• _INSTRUCTIONS TO FOLLOW_:
Below are the records. Count the lines containing the string "reporting", and reply with the number alone.

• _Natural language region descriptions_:
──────────────────────────────

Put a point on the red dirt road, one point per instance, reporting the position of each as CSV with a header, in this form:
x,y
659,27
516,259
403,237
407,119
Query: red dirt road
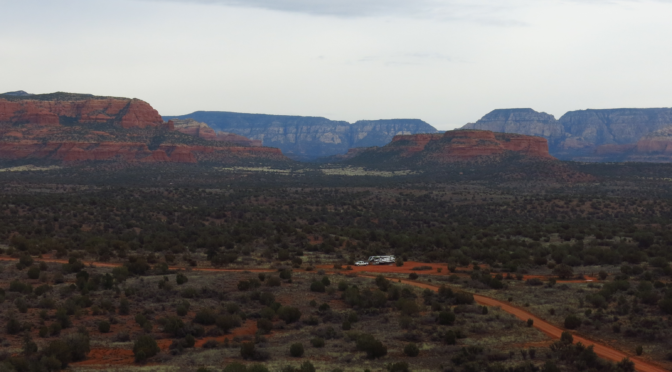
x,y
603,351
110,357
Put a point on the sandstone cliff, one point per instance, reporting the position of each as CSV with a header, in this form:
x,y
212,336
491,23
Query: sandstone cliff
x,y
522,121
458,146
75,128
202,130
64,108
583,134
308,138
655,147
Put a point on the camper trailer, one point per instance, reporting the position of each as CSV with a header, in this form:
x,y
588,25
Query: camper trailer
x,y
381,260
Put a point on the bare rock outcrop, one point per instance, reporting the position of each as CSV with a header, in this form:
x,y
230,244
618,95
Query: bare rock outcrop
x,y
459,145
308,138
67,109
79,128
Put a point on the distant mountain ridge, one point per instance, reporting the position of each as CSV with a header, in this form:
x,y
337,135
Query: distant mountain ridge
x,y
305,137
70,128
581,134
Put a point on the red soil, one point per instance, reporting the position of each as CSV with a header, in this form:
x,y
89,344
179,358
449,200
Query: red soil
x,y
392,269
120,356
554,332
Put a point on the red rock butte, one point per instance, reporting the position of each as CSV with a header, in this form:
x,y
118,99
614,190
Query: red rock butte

──────────────────────────────

• _TASK RESPONSE_:
7